#### Цитируемый отрывок
╔══
Из книги Льва Симкина «Полтора часа возмездия»:

«Действительно ли он сразу бросился в глаза населению лагеря – или так воздействует на память совершенный им подвиг, доподлинно установить невозможно – такова специфика всякого «человеческого документа». Несомненно лишь то, что прибытие советских военнопленных как монолитной группы, обладающей боевым опытом, повысило моральный дух узников Собибора. Уж очень отличались они от «старожилов». Последние еще до лагеря не один год провели в гетто и были чрезвычайно измучены. Сказывалось время унижений и оскорблений. Многих сдерживали семьи, вместе с которыми их депортировали в лагерь. Люди были настолько замордованы, что, когда 14 октября 1943 года настал час постоять за себя, полторы сотни из них на побег не решились – остались в лагере.
«Если бы Печерский не появился там, не поднял это восстание, не задумал все правильно, не просчитал до мелочей, нас всех послали бы в газовые камеры», – утверждал впоследствии один из участников восстания Алексей Вайцен…»

На фото: Александр Печерский: 1944 год и 1980 год

– И они с тех пор не встречались?

– Бабаев уехал в Москву, поступил в аспирантуру. А в 1965-м пришел на вечер в честь двадцатилетия победы в Великой Отечественной войне, который вел знаменитый писатель, историк войны Сергей Сергеевич Смирнов. Он начал рассказывать о восстании в Собиборе, о котором практически ничего не было известно, хотя первые публикации к тому моменту уже состоялись. И речь, естественно, зашла о Печерском. И в этот момент Бабаев понял, что это тот самый Александр Аронович Печерский, неприметный народный заседатель в ростовском районном суде. Сам Печерский опаздывал, и, когда он зашел в зал – пожилой, седой человек, – все присутствующие встали. Конечно, подействовал и рассказ Смирнова, но одновременно, считает Бабаев, была в Печерском огромная внутренняя сила. И ведь когда его привезли в Собибор, то же самое почувствовали и заключенные лагеря. Они ведь безоговорочно признали его право возглавить восстание, понадеялись на него. При том что, кроме него, в лагере были люди очень мужественные, которые во время восстания повели себя героически. Например, Аркадий Вайспапир, убивший двух немцев. Но руководство было доверено именно Печерскому, хотя он даже не был офицером. Но он вел себя в соответствии с представлениями об офицерском долге. Скорее даже так: Печерский миф о советском офицере превратил в реальность

– В истории Второй мировой войны что-то похожее на Собиборское восстание было?
╚══
#### Сохранённые записи
╔══
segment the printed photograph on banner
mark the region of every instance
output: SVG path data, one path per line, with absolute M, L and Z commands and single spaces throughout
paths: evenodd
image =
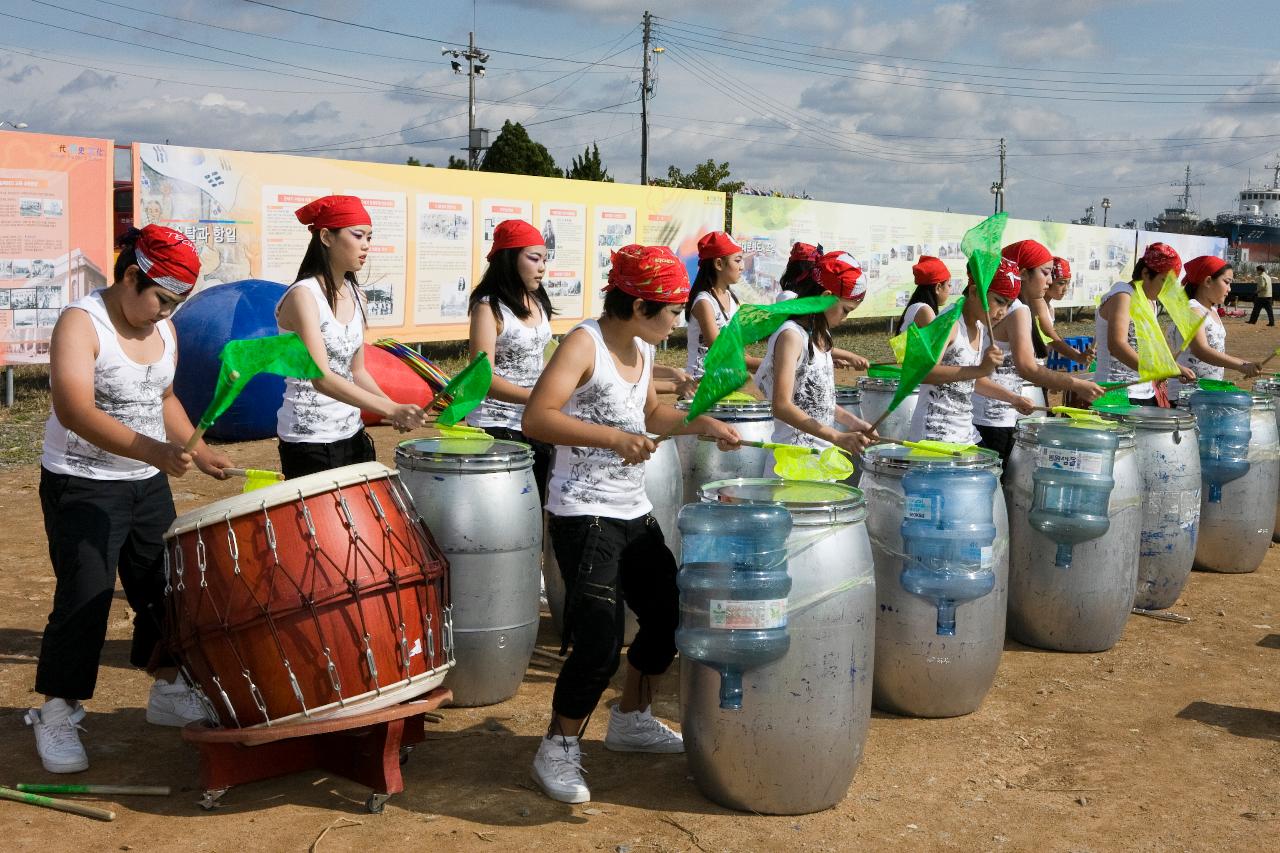
M 59 311 L 110 277 L 111 142 L 3 136 L 0 364 L 46 364 Z
M 262 187 L 262 209 L 257 222 L 262 246 L 259 278 L 280 284 L 293 283 L 311 242 L 311 232 L 298 222 L 297 210 L 332 193 L 329 187 Z
M 472 200 L 467 196 L 417 195 L 413 264 L 413 323 L 460 323 L 466 319 L 474 284 L 471 269 Z M 458 295 L 462 313 L 457 314 Z M 448 296 L 449 315 L 442 306 Z
M 595 291 L 604 288 L 613 266 L 612 254 L 636 241 L 636 209 L 595 206 Z
M 586 304 L 586 205 L 544 201 L 538 223 L 547 246 L 543 287 L 552 307 L 561 318 L 581 318 Z
M 346 190 L 358 197 L 372 219 L 374 240 L 365 269 L 356 279 L 365 295 L 370 328 L 404 323 L 404 269 L 408 263 L 408 202 L 403 192 Z
M 239 238 L 239 225 L 248 223 L 233 215 L 243 204 L 238 199 L 243 175 L 229 154 L 151 143 L 138 145 L 137 151 L 141 222 L 168 225 L 196 243 L 200 280 L 195 292 L 250 278 L 248 246 Z

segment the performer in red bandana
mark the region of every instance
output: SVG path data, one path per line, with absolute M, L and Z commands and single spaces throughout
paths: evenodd
M 365 205 L 355 196 L 324 196 L 297 216 L 311 243 L 275 319 L 282 333 L 298 333 L 323 375 L 284 380 L 275 432 L 287 478 L 374 461 L 361 410 L 401 432 L 426 423 L 421 407 L 393 401 L 365 369 L 365 305 L 356 279 L 374 240 Z
M 737 432 L 712 418 L 685 426 L 659 403 L 652 370 L 689 298 L 685 266 L 666 246 L 613 254 L 604 315 L 576 325 L 556 350 L 525 405 L 524 432 L 556 444 L 548 484 L 548 529 L 564 578 L 566 646 L 552 721 L 532 776 L 552 799 L 585 803 L 580 738 L 618 669 L 623 599 L 640 630 L 627 651 L 622 698 L 609 710 L 607 749 L 684 752 L 680 733 L 650 712 L 652 676 L 676 656 L 680 622 L 676 560 L 645 496 L 644 462 L 657 450 L 646 433 L 700 433 L 733 450 Z
M 177 231 L 147 225 L 120 241 L 110 287 L 63 309 L 49 352 L 52 412 L 40 503 L 56 587 L 26 720 L 45 770 L 79 772 L 82 702 L 93 697 L 116 574 L 133 610 L 129 662 L 156 666 L 147 721 L 183 726 L 205 710 L 161 646 L 164 534 L 175 517 L 169 476 L 192 464 L 225 479 L 232 461 L 202 441 L 173 393 L 178 339 L 169 315 L 192 292 L 200 259 Z

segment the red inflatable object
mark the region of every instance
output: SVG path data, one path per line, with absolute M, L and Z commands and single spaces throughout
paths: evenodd
M 378 387 L 383 389 L 383 393 L 396 402 L 417 403 L 422 409 L 426 409 L 435 397 L 431 393 L 431 386 L 426 384 L 421 377 L 413 373 L 412 368 L 378 347 L 365 347 L 365 370 L 374 378 Z M 375 415 L 371 411 L 361 411 L 360 418 L 365 421 L 366 426 L 372 426 L 383 421 L 380 415 Z

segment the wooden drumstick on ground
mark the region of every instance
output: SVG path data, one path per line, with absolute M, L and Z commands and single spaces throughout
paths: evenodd
M 65 799 L 52 799 L 50 797 L 41 797 L 40 794 L 27 794 L 20 790 L 13 790 L 12 788 L 0 788 L 0 799 L 12 799 L 15 803 L 27 803 L 28 806 L 52 808 L 59 812 L 70 812 L 72 815 L 92 817 L 100 821 L 115 820 L 115 812 L 105 808 L 95 808 L 92 806 L 84 806 L 83 803 L 72 803 Z

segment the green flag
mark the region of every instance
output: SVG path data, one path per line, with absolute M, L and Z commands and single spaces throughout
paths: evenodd
M 836 304 L 836 297 L 805 296 L 776 305 L 744 305 L 712 342 L 703 359 L 703 378 L 698 383 L 685 423 L 705 415 L 730 393 L 751 378 L 746 369 L 746 345 L 755 343 L 777 332 L 788 318 L 800 314 L 826 311 Z
M 1001 240 L 1005 237 L 1005 223 L 1007 222 L 1009 214 L 1004 211 L 995 216 L 987 216 L 966 231 L 960 240 L 960 251 L 969 259 L 969 272 L 973 273 L 973 280 L 978 283 L 978 296 L 982 297 L 982 307 L 986 311 L 991 310 L 987 304 L 987 288 L 991 287 L 991 279 L 996 277 L 996 270 L 1000 268 Z
M 1165 284 L 1160 288 L 1160 296 L 1156 298 L 1169 311 L 1169 319 L 1174 321 L 1174 328 L 1178 329 L 1178 334 L 1183 338 L 1183 346 L 1179 350 L 1181 352 L 1192 345 L 1196 333 L 1199 332 L 1204 320 L 1208 319 L 1208 314 L 1197 314 L 1192 309 L 1192 301 L 1187 297 L 1187 291 L 1183 286 L 1178 283 L 1178 277 L 1174 275 L 1172 270 L 1165 277 Z
M 200 416 L 201 429 L 212 426 L 214 421 L 236 402 L 250 379 L 260 373 L 274 373 L 294 379 L 319 379 L 323 375 L 311 359 L 307 345 L 293 332 L 265 338 L 228 341 L 218 357 L 223 366 L 218 371 L 214 398 Z
M 947 348 L 951 329 L 955 328 L 956 320 L 960 319 L 964 300 L 965 297 L 963 296 L 957 298 L 952 307 L 933 318 L 933 321 L 925 327 L 908 327 L 906 353 L 902 356 L 902 378 L 899 379 L 897 393 L 893 394 L 893 401 L 884 410 L 884 415 L 888 415 L 904 400 L 910 397 L 920 387 L 920 383 L 924 382 L 924 377 L 929 375 L 929 371 L 937 366 L 938 359 L 942 357 L 942 351 Z
M 460 420 L 470 415 L 476 406 L 489 396 L 489 386 L 493 384 L 493 365 L 489 364 L 489 355 L 477 352 L 476 357 L 467 366 L 458 371 L 458 375 L 449 379 L 440 394 L 436 397 L 443 403 L 435 423 L 453 426 Z

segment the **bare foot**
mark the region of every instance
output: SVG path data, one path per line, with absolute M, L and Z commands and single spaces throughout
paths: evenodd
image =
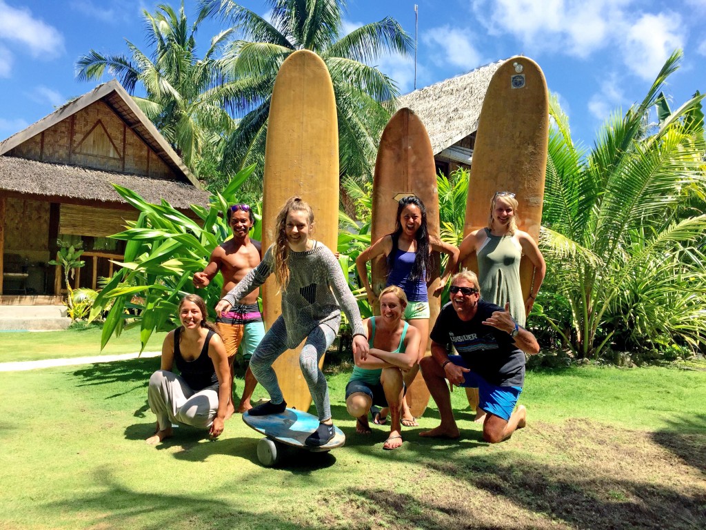
M 424 432 L 420 432 L 419 436 L 424 438 L 447 438 L 448 440 L 456 440 L 456 438 L 460 437 L 461 431 L 460 431 L 458 428 L 455 425 L 450 428 L 439 425 L 431 430 L 425 430 Z
M 527 409 L 524 405 L 520 405 L 517 407 L 517 413 L 520 416 L 520 419 L 517 420 L 517 428 L 521 429 L 527 424 Z
M 398 449 L 402 447 L 402 436 L 400 435 L 400 431 L 393 430 L 390 432 L 390 436 L 388 439 L 385 440 L 385 443 L 383 444 L 383 449 L 388 450 Z
M 356 420 L 355 432 L 359 435 L 369 435 L 373 432 L 370 428 L 370 423 L 368 423 L 367 414 L 364 414 Z
M 174 432 L 172 430 L 171 427 L 167 427 L 163 430 L 159 430 L 157 432 L 154 436 L 150 436 L 149 438 L 145 440 L 145 443 L 150 445 L 157 445 L 158 443 L 161 442 L 163 440 L 166 440 L 172 436 Z
M 252 408 L 253 406 L 250 404 L 249 399 L 246 401 L 241 401 L 240 404 L 238 405 L 238 413 L 242 414 L 244 412 L 247 412 Z
M 226 407 L 226 409 L 225 409 L 225 418 L 224 418 L 223 419 L 224 420 L 227 420 L 229 418 L 230 418 L 234 413 L 235 413 L 235 407 L 233 406 L 233 401 L 230 401 L 229 399 L 228 400 L 228 406 Z
M 483 423 L 485 422 L 486 416 L 487 416 L 487 414 L 485 411 L 480 408 L 476 408 L 476 417 L 473 421 L 476 423 Z

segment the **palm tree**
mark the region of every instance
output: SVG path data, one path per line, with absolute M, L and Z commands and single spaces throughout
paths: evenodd
M 107 70 L 117 78 L 197 175 L 201 163 L 213 165 L 214 158 L 220 162 L 218 149 L 235 127 L 223 102 L 238 93 L 224 60 L 217 57 L 232 30 L 214 37 L 203 57 L 197 56 L 196 33 L 206 14 L 202 9 L 190 26 L 183 2 L 178 13 L 166 4 L 154 14 L 143 11 L 149 52 L 126 40 L 129 55 L 104 55 L 92 49 L 76 61 L 80 81 L 100 80 Z M 135 95 L 138 86 L 144 97 Z
M 252 163 L 261 173 L 275 78 L 285 59 L 297 49 L 321 57 L 333 83 L 338 112 L 340 170 L 353 177 L 371 175 L 381 131 L 398 95 L 395 82 L 369 66 L 385 53 L 409 53 L 412 40 L 391 18 L 341 36 L 344 0 L 265 0 L 269 20 L 232 0 L 203 0 L 203 8 L 232 24 L 241 35 L 227 56 L 229 72 L 252 105 L 228 139 L 223 163 L 235 171 Z M 242 108 L 244 98 L 229 110 Z
M 706 336 L 702 96 L 647 126 L 681 57 L 669 57 L 641 103 L 606 121 L 587 154 L 550 105 L 540 241 L 549 270 L 537 309 L 578 357 L 695 347 Z

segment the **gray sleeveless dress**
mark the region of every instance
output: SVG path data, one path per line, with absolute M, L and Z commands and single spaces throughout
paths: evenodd
M 510 314 L 525 326 L 525 300 L 520 283 L 520 260 L 522 249 L 511 235 L 493 235 L 484 229 L 487 238 L 478 251 L 478 281 L 481 298 L 504 307 L 510 302 Z

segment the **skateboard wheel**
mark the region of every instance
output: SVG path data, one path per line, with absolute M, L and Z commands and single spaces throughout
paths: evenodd
M 281 457 L 277 444 L 270 438 L 263 438 L 258 442 L 258 460 L 265 467 L 277 464 Z

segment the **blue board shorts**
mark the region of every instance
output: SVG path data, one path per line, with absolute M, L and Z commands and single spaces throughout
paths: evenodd
M 457 366 L 469 367 L 460 355 L 449 355 L 448 358 Z M 459 386 L 478 389 L 478 405 L 481 408 L 505 421 L 510 419 L 522 394 L 522 387 L 498 387 L 472 371 L 464 374 L 464 382 Z
M 402 385 L 404 387 L 404 383 Z M 367 381 L 362 379 L 349 381 L 348 384 L 346 385 L 346 399 L 348 399 L 352 394 L 355 394 L 356 392 L 361 392 L 366 396 L 369 396 L 370 399 L 373 400 L 373 405 L 377 405 L 378 407 L 388 406 L 388 400 L 385 397 L 385 390 L 383 389 L 383 384 L 379 381 L 374 384 L 369 383 Z M 407 387 L 404 387 L 402 393 L 407 394 Z

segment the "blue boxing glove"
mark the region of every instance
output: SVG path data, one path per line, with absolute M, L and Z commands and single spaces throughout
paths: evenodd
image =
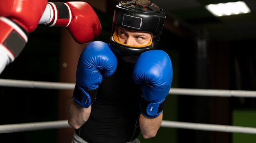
╚══
#### Что нужно сделать
**A)** Представьте строки записей, начиная с первой и заканчивая строкой с «M 262 187 L» включительно, в виде таблицы Markdown со столбцами «Номер» и «Строка». Пустые строки пропустите, изображения в ответ не включайте.
**B)** Продолжите текст о Печерском и восстании в Собиборе с того места, на котором он заканчивается.

#### Результаты заданий
**A)**
| Номер | Строка |
|---|---|
| 1 | segment the printed photograph on banner |
| 2 | mark the region of every instance |
| 3 | output: SVG path data, one path per line, with absolute M, L and Z commands and single spaces throughout |
| 4 | paths: evenodd |
| 5 | image = |
| 6 | M 59 311 L 110 277 L 111 142 L 3 136 L 0 364 L 46 364 Z |
| 7 | M 262 187 L 262 209 L 257 222 L 262 246 L 259 278 L 280 284 L 293 283 L 311 242 L 311 232 L 298 222 L 297 210 L 332 193 L 329 187 Z |

**B)**
– Восстания были, например в Треблинке, но таких масштабов – нет. По разным данным, в Собиборе были убиты одиннадцать или двенадцать эсэсовцев. Сотни людей пусть недолго, но пробыли на свободе. А пятьдесят три человека дожили до конца войны. И нельзя сказать, что подвиг Печерского вовсе остался не замеченным. В Ростове-на-Дону, на доме, где жил Печерский, установлена мемориальная доска. Посмертно он также награжден в Польше, в США установлен памятник Печерскому в Бостоне, в Израиле есть памятник в Тель-Авиве, а в Цфате названа его именем улица. В Голливуде снят фильм «Побег из Собибора». Печерского, правда, на премьеру не выпустили.

Из книги Льва Симкина «Полтора часа возмездия»:

«Одной из первых жертв восставших стал Зигфрид Грейтшус, садист, руководивший загоном людей в газовые камеры. «Когда начальник караула пришел примерить макинтош, мы были наготове, – вспоминал в начале шестидесятых Аркадий Вайспапир. – Он, видно, чувствовал какую-то опасность, стал недалеко от открытой двери и велел примерять. Мастер возился с ним. Когда стало ясно, что ближе к нам немец не подойдет, мне пришлось идти на выход из мастерской. Я, держа топор, прошел мимо немца, потом повернулся и острием ударил его по голове. Удар, видимо, был неудачный, ибо немец закричал. Тогда подскочил мой товарищ и вторым ударом прикончил его. Мы только успели оттянуть труп и прикрыть его шинелями, как зашел охранник. Он спросил: «Что у вас тут за беспорядок?» Старший портной ему что-то отвечал, а другие портные стали по одному выбегать из мастерской. Когда охранник нагнулся над трупом начальника караула и спросил «А что это такое?», я и за мной мой товарищ топорами и его зарубили.

…Часть повстанцев прорвалась через лагерные ворота и бежала в юго-западном направлении, в сторону рощи. Другая группа пробила телами проход в ограждении к северу от ворот. Те, кто бежали первыми, подорвались на минах. Появились убитые и раненые, своими телами они проложили дорогу через минное поле тем, кто бежал следом. Планировалось иначе: разрезать проволоку щипцами, кидать камни и доски на заминированное поле – противотанковые мины чувствительны и реагируют на камни… Все побежали, забыв обо всем, – не могли находиться в лагере ни минуты больше. Полтора часа, прошедшие с начала восстания, сделали их другими людьми.

Группа повстанцев, во главе которой был Александр Печерский, пробила брешь в ограждении лагеря возле жилых помещений эсэсовцев, где, как и предполагалось, мины не были заложены.

Из сопоставления всех свидетельств получается, что в рабочей команде Собибора было около шестисот человек. Четверть из них погибли от разрывов мин и пуль охраны. Половине удалось бежать, они вырвались с территории лагеря и достигли леса. В течение недели после побега были схвачены и убиты карателями около ста из трехсот бежавших. Потом еще некоторых поймали и расстреляли.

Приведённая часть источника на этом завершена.